Text segment

+===+

Chicago Symphony Orchestra

Founded by Theodore Thomas in 1891, the Chicago Symphony Orchestra is consistently hailed as one of the world’s great orchestras. Riccardo Muti, the Orchestra’s distinguished 10th music director, from 2010 until 2023, became Music Director Emeritus for Life at the beginning of the 2023–24 Season. In April 2024, Klaus Mäkelä was named the Orchestra’s 11th music director, and he will begin an initial five-year tenure as Zell Music Director with the 2027–28 Season. Mezzo-soprano Joyce DiDonato is the CSO Artist-in-Residence for the 2025–26 Season. The CSO’s musicians perform more than 150 concerts annually, in Orchestra Hall at Symphony Center in downtown Chicago. The ensemble regularly tours nationally, and since 1892, has made 65 international tours, performing in 30 countries on five continents. The orchestra first performed at Ravinia Park in 1905, and in August 1936 the orchestra helped to inaugurate the first season of the Ravinia Festival. It has been in residence nearly every summer since. Patrons around the globe enjoy weekly radio broadcasts of CSO concerts and recordings via the WFMT Radio Network and online at cso.org/radio. Since 1916, the Chicago Symphony Orchestra and Chorus have amassed an extensive discography that has earned 65 Grammy Awards from the Recording Academy. The CSO is part of the Chicago Symphony Orchestra Association, which includes the following entities: The Chicago Symphony Chorus, founded in 1957, is one of the country’s largest professional choruses. Founded during the 1919–20 season, the Civic Orchestra of Chicago is a training ensemble for emerging professionals with Ken-David Masur serving as its principal conductor. Symphony Center Presents features guest artists and ensembles across an expansive array of genres, including classical, jazz, world, and contemporary. The Negaunee Music Institute offers community and educational programs that annually engage more than 200,000 people of diverse ages and backgrounds throughout the Chicagoland area.

+===+

[Saved entries]
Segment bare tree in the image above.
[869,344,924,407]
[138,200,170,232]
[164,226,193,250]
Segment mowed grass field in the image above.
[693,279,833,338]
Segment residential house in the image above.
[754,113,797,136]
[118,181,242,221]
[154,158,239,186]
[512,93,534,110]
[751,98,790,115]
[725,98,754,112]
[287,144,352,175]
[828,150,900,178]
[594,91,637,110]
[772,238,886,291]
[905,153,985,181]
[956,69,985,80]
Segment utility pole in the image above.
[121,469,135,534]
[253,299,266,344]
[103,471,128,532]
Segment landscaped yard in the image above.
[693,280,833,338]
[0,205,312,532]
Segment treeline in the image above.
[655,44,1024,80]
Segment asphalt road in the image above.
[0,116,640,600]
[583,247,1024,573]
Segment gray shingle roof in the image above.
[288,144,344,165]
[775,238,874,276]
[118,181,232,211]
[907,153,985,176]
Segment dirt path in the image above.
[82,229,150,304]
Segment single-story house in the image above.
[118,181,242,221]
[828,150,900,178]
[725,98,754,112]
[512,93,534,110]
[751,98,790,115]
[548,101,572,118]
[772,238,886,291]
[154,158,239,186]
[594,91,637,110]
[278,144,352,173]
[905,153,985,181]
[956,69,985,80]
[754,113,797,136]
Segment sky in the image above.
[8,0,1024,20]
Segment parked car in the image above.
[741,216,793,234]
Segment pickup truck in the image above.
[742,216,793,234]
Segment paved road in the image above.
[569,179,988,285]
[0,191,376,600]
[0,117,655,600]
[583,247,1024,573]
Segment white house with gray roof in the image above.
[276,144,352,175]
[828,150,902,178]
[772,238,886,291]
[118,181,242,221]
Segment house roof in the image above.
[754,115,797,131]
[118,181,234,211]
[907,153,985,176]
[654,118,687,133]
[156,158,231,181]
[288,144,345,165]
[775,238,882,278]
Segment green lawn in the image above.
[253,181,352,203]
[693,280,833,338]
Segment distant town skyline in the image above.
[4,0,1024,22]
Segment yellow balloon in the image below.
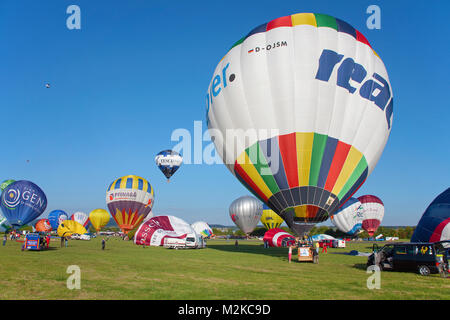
[261,205,284,230]
[58,220,87,237]
[89,209,111,232]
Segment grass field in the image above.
[0,238,450,300]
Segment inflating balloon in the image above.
[57,220,87,237]
[411,188,450,242]
[229,196,262,235]
[48,210,69,230]
[358,195,384,237]
[330,198,364,236]
[155,150,183,181]
[206,13,393,235]
[34,219,52,232]
[1,180,47,228]
[106,175,154,234]
[89,209,111,232]
[261,204,283,230]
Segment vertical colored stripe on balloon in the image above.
[278,132,298,188]
[331,147,362,198]
[291,13,317,27]
[325,141,350,192]
[246,143,280,194]
[314,13,338,31]
[236,151,272,199]
[309,133,328,186]
[296,132,314,186]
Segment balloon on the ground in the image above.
[106,175,154,234]
[358,195,384,237]
[155,150,183,180]
[57,220,87,237]
[261,203,284,230]
[70,211,89,230]
[47,210,69,230]
[1,180,47,228]
[134,216,195,246]
[263,228,295,247]
[411,188,450,242]
[229,196,263,234]
[0,179,16,193]
[191,221,213,238]
[34,219,52,232]
[89,209,110,232]
[205,13,393,235]
[330,197,364,236]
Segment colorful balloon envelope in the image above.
[134,216,195,246]
[358,195,384,237]
[34,219,52,232]
[206,13,393,235]
[155,150,183,180]
[70,211,89,230]
[0,179,16,192]
[48,210,69,230]
[57,220,87,237]
[1,180,47,228]
[261,204,283,230]
[89,209,111,232]
[229,196,262,234]
[191,221,213,238]
[263,228,295,247]
[331,198,364,236]
[411,188,450,242]
[106,175,154,234]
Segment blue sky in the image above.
[0,0,450,225]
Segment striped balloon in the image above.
[206,13,393,235]
[106,175,154,233]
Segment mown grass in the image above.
[0,238,450,300]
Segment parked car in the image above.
[367,240,450,276]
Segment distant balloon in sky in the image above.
[191,221,213,238]
[57,220,87,237]
[89,209,111,232]
[358,195,384,237]
[1,180,47,228]
[205,13,393,236]
[229,196,263,235]
[106,175,154,234]
[0,179,16,193]
[48,210,69,230]
[261,203,284,230]
[330,198,364,236]
[411,188,450,242]
[155,150,183,181]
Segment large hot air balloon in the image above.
[358,195,384,237]
[106,175,154,234]
[89,209,110,232]
[1,180,47,228]
[34,219,52,232]
[229,196,262,235]
[48,210,69,230]
[57,220,87,237]
[155,150,183,181]
[263,228,296,247]
[70,211,89,230]
[206,13,393,235]
[411,188,450,242]
[0,179,16,193]
[261,204,283,230]
[134,216,195,246]
[330,198,364,236]
[191,221,213,238]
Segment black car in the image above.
[367,240,450,275]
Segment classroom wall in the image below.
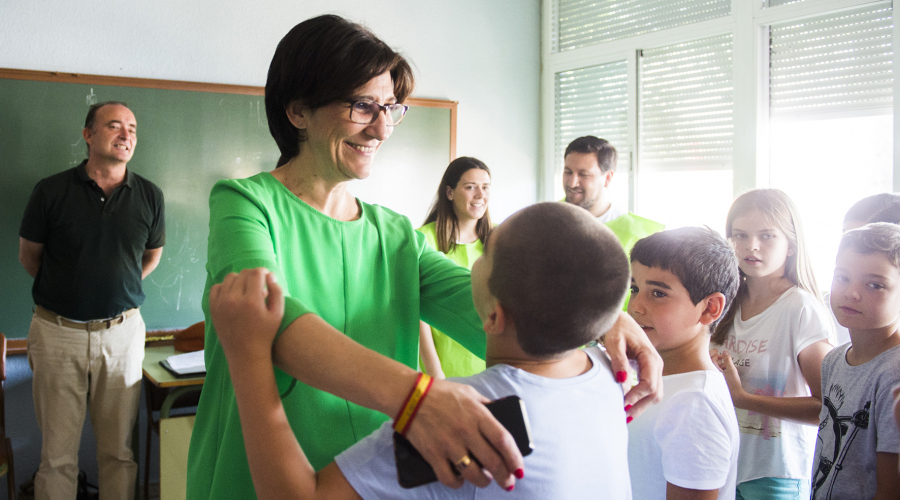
[0,0,540,492]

+===+

Task list
1. According to the Chicago Symphony Orchestra text, in what year was the Chicago Symphony Chorus founded?
2. Extend the Chicago Symphony Orchestra text past its final sentence.

Your written answers
1. 1957

2.
The Soraya

The Younes and Soraya Nazarian Center for the Performing Arts (The Soraya/Producer) is an award-winning, state-of-the-art 1,700-seat theater that opened in 2011 as the Valley Performing Arts Center. Through a transformative gift by Younes and Soraya Nazarian, the venue was renamed The Soraya in 2017. The Soraya is located on the campus of California State University, Northridge, the intellectual and cultural heart of the San Fernando Valley.

Executive and Artistic Director Thor Steingraber, in his 12th year leading the organization, sums up what makes The Soraya a central piece of Los Angeles arts and culture. “At The Soraya, we hold a high standard of excellence for every performance from a vast array of artistic disciplines, and we hold steadfast to our commitment to the value and impact of the performing arts in community-building, for the Valley’s 1.8 million residents and beyond.”

The Soraya’s 2025–26 Season is a journey through the expansive sounds of orchestras, the freestyle vibes of jazz, the innovations of dance luminaries, and a vast array of global voices. The Soraya continues its vigorous commitment to excelling, innovating, and amplifying access for Valley residents, students, and arts lovers across Southern California.